Excerpts from a point labeling dataset

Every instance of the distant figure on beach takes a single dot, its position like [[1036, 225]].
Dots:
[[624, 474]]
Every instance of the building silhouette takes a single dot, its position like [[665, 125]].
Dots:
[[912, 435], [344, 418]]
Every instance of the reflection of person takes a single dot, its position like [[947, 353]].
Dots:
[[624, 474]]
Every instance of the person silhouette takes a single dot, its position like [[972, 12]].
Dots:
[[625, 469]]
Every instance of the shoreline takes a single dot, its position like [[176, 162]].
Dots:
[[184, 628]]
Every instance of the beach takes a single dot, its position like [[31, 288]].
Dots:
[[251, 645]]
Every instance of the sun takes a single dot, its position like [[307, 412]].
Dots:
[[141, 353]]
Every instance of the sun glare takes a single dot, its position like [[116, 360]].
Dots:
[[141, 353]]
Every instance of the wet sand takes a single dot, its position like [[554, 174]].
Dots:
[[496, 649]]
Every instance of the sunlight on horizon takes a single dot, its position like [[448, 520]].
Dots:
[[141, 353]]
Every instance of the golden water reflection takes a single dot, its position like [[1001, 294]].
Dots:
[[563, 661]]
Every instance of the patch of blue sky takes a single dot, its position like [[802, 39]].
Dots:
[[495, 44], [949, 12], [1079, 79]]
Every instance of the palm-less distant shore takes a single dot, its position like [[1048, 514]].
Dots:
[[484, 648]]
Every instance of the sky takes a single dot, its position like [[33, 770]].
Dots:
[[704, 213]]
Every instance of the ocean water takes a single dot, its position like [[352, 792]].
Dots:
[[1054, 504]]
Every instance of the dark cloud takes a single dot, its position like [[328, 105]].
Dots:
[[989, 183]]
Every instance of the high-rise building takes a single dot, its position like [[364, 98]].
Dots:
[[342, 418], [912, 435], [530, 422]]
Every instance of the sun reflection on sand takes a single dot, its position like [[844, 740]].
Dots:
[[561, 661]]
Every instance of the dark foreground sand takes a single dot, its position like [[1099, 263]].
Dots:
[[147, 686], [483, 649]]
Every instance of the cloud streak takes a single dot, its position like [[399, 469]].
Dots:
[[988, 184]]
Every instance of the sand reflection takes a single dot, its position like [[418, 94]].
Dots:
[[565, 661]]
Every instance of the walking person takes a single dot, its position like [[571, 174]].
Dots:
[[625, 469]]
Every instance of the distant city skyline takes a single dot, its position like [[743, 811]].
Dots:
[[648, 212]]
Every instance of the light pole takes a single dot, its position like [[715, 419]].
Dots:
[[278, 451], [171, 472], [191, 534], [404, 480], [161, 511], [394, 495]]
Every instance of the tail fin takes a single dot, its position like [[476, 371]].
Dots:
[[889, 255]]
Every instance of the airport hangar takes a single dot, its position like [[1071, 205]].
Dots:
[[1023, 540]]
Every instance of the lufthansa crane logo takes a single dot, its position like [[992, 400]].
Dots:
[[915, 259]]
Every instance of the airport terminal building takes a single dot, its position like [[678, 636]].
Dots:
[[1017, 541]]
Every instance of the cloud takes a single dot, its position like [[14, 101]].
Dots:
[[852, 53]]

## Objective
Copy all of the rows above word for word, keeping their order.

## Written response
Every instance of the distant figure on beach takes a single dot, its position like [[1036, 225]].
Dots:
[[624, 474]]
Every instance of the building silhouette takes a single dot, its position like [[665, 125]].
Dots:
[[912, 435], [344, 418]]
Every instance of the reflection of person takes a single dot, its position like [[947, 353]].
Dots:
[[624, 474]]
Every instance of the person silhouette takes a single dot, its position like [[972, 12]].
Dots:
[[625, 469]]
Every instance of the shoreline takes a single dot, its position like [[176, 162]].
Dots:
[[184, 628]]
Every instance of the beach takes a single dot, its position like [[31, 288]].
Dots:
[[251, 645]]
Every instance of the sun takes a single dot, its position like [[307, 412]].
Dots:
[[141, 353]]
Every instance of the sun glare takes a single dot, its position like [[116, 360]].
Dots:
[[141, 353]]
Every instance of the wet sand takes a single dot, its position like [[554, 174]].
Dots:
[[496, 649]]
Every instance of the sunlight on horizon takes a single dot, its position like [[448, 520]].
Dots:
[[141, 353]]
Every instance of the golden water reflection takes a single dot, its position like [[1001, 294]].
Dots:
[[563, 661]]
Every instance of the patch of blue sky takes a single dot, its position like [[802, 39]].
Dots:
[[495, 44], [949, 12], [1079, 79]]
Every instance of the palm-less distant shore takes a single dot, its position like [[1048, 514]].
Dots:
[[484, 648]]
Every instance of the sky takes a single dot, its position like [[33, 770]].
Dots:
[[704, 213]]
Every instance of the ocean water takes a single dot, its position like [[352, 792]].
Dots:
[[1054, 504]]
Every instance of the dark cloud takes a single dot, its position like [[328, 105]].
Dots:
[[989, 183]]
Every instance of the high-rise building takes a single dot, its position like [[364, 98]].
Dots:
[[342, 418], [912, 435], [530, 422]]
Every instance of the sun reflection on sand takes a single dot, its position like [[844, 740]].
Dots:
[[561, 661]]
Every instance of the dark foreground sand takes a single dot, its position like [[1099, 263]].
Dots:
[[147, 686], [483, 649]]
Every instance of the cloud streak takes a single dot, its position like [[399, 469]].
Dots:
[[988, 184]]
Every instance of the sand reflection takes a single dot, its position like [[418, 94]].
Dots:
[[565, 661]]
Every instance of the walking person takes a single dot, its position like [[571, 174]].
Dots:
[[625, 469]]
Every instance of the distant city skyline takes a single dot, its position like [[743, 811]].
Dots:
[[648, 212]]
Every instance of the light pole takes a single dot, its position like [[715, 419]].
Dots:
[[278, 451], [171, 472], [191, 534], [404, 480], [161, 511], [394, 495]]
Every instance of the tail fin takes a single dot, its position like [[476, 371]].
Dots:
[[889, 255]]
Every instance of the airport hangar takes a single dot, its position like [[1071, 205]].
Dots:
[[1023, 540]]
Every instance of the lufthansa crane logo takes a single dot, its position like [[992, 400]].
Dots:
[[915, 259]]
Every instance of the airport terminal building takes a single dot, its position like [[678, 636]].
Dots:
[[1017, 541]]
Every instance of the cloud takes a single dot, its position like [[14, 101]].
Dots:
[[852, 53]]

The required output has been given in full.